Reproduce every line that appears below, precisely and completely.

= Beginning of Section =

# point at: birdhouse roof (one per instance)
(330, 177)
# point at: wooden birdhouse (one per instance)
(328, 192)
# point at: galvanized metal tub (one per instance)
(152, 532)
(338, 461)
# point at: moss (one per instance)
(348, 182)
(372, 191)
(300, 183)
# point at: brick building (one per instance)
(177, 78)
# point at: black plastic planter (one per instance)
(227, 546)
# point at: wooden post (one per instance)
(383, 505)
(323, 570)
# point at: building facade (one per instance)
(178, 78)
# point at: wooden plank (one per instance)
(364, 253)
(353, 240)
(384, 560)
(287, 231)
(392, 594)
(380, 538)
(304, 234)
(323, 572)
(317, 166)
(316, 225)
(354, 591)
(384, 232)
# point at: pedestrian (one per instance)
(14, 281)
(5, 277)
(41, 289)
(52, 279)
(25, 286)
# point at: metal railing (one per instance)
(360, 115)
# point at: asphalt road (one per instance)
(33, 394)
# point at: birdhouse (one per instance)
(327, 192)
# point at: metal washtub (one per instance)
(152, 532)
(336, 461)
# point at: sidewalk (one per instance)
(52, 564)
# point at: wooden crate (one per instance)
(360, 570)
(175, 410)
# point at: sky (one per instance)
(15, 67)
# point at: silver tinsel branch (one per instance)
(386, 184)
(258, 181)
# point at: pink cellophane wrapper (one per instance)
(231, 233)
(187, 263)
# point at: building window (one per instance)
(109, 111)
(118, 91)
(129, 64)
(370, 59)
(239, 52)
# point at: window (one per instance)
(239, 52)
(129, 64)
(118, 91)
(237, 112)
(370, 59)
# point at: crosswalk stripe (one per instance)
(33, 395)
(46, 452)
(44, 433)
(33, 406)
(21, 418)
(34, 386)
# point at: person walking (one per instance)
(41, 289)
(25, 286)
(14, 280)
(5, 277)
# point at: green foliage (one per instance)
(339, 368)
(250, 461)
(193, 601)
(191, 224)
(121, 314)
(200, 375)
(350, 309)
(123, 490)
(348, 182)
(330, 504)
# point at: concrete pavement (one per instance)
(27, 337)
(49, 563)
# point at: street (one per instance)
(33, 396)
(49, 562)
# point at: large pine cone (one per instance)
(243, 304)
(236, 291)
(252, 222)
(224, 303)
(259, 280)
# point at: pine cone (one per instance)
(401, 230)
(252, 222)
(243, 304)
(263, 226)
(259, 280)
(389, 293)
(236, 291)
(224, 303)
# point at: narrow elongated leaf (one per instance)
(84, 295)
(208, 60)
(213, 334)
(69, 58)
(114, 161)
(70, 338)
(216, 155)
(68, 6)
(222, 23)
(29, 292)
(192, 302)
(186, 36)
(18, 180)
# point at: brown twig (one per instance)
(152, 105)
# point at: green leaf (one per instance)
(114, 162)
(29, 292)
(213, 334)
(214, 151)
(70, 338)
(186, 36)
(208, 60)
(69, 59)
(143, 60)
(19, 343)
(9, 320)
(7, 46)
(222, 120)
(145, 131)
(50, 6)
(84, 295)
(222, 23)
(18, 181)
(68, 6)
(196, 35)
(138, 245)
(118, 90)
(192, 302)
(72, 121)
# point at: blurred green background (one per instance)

= End of Section =

RESULT OF THE TASK
# point at: birdhouse roof (one per instance)
(330, 177)
# point at: wooden birdhouse (one per instance)
(328, 192)
# point at: galvanized metal tub (one per instance)
(152, 532)
(338, 461)
# point at: moss (one per instance)
(348, 182)
(372, 191)
(300, 183)
# point at: brick building (one per instance)
(177, 78)
# point at: black plastic planter (one per instance)
(227, 546)
# point at: wooden post (one per instance)
(383, 505)
(323, 570)
# point at: building facade (one per instance)
(178, 78)
# point at: wooden plank (one per instance)
(364, 253)
(353, 240)
(384, 560)
(287, 231)
(392, 594)
(380, 538)
(304, 234)
(323, 572)
(317, 166)
(316, 225)
(354, 591)
(384, 232)
# point at: pedestrian (one per instance)
(14, 281)
(5, 277)
(41, 289)
(52, 279)
(25, 286)
# point at: metal railing (one per instance)
(360, 115)
# point at: asphalt road (one per instance)
(33, 394)
# point at: birdhouse (one per instance)
(327, 192)
# point at: metal washtub (one per instance)
(152, 532)
(336, 461)
# point at: sidewalk (one per instance)
(52, 564)
# point at: wooden crate (one per instance)
(360, 570)
(175, 410)
# point at: sky (one per instance)
(15, 67)
# point at: silver tinsel branch (one per instance)
(386, 184)
(258, 181)
# point at: pink cellophane wrapper (one per instance)
(231, 233)
(187, 263)
# point at: building window (one per instance)
(109, 111)
(118, 91)
(129, 64)
(370, 59)
(239, 52)
# point at: window (one per instance)
(239, 52)
(129, 64)
(118, 91)
(237, 112)
(370, 59)
# point at: crosswalk stripe (one per instance)
(33, 395)
(46, 452)
(44, 433)
(33, 406)
(21, 418)
(34, 386)
# point at: person walking (one per instance)
(41, 289)
(25, 286)
(14, 280)
(5, 277)
# point at: green foliage (one per instance)
(339, 368)
(250, 461)
(193, 601)
(191, 224)
(121, 314)
(200, 375)
(350, 309)
(123, 490)
(348, 182)
(330, 504)
# point at: concrete pavement (one per instance)
(27, 337)
(49, 563)
# point at: street (one per instance)
(33, 396)
(49, 562)
# point at: large pine cone (one per instance)
(243, 304)
(236, 291)
(252, 222)
(224, 303)
(259, 280)
# point at: pine cone (one per instance)
(401, 230)
(252, 222)
(243, 304)
(263, 226)
(259, 280)
(389, 293)
(236, 291)
(224, 303)
# point at: narrow elongated leaf (one per instance)
(84, 295)
(208, 60)
(213, 334)
(69, 58)
(114, 161)
(70, 338)
(216, 155)
(68, 6)
(222, 23)
(29, 292)
(192, 302)
(186, 36)
(18, 180)
# point at: brown twig (one per instance)
(152, 105)
# point at: green leaf (one per instance)
(114, 162)
(29, 292)
(213, 334)
(214, 151)
(70, 338)
(186, 36)
(208, 60)
(69, 59)
(143, 60)
(19, 343)
(9, 320)
(7, 46)
(222, 120)
(145, 131)
(50, 6)
(84, 295)
(222, 23)
(18, 181)
(68, 6)
(196, 35)
(138, 245)
(118, 90)
(192, 302)
(72, 121)
# point at: blurred green background (one per instance)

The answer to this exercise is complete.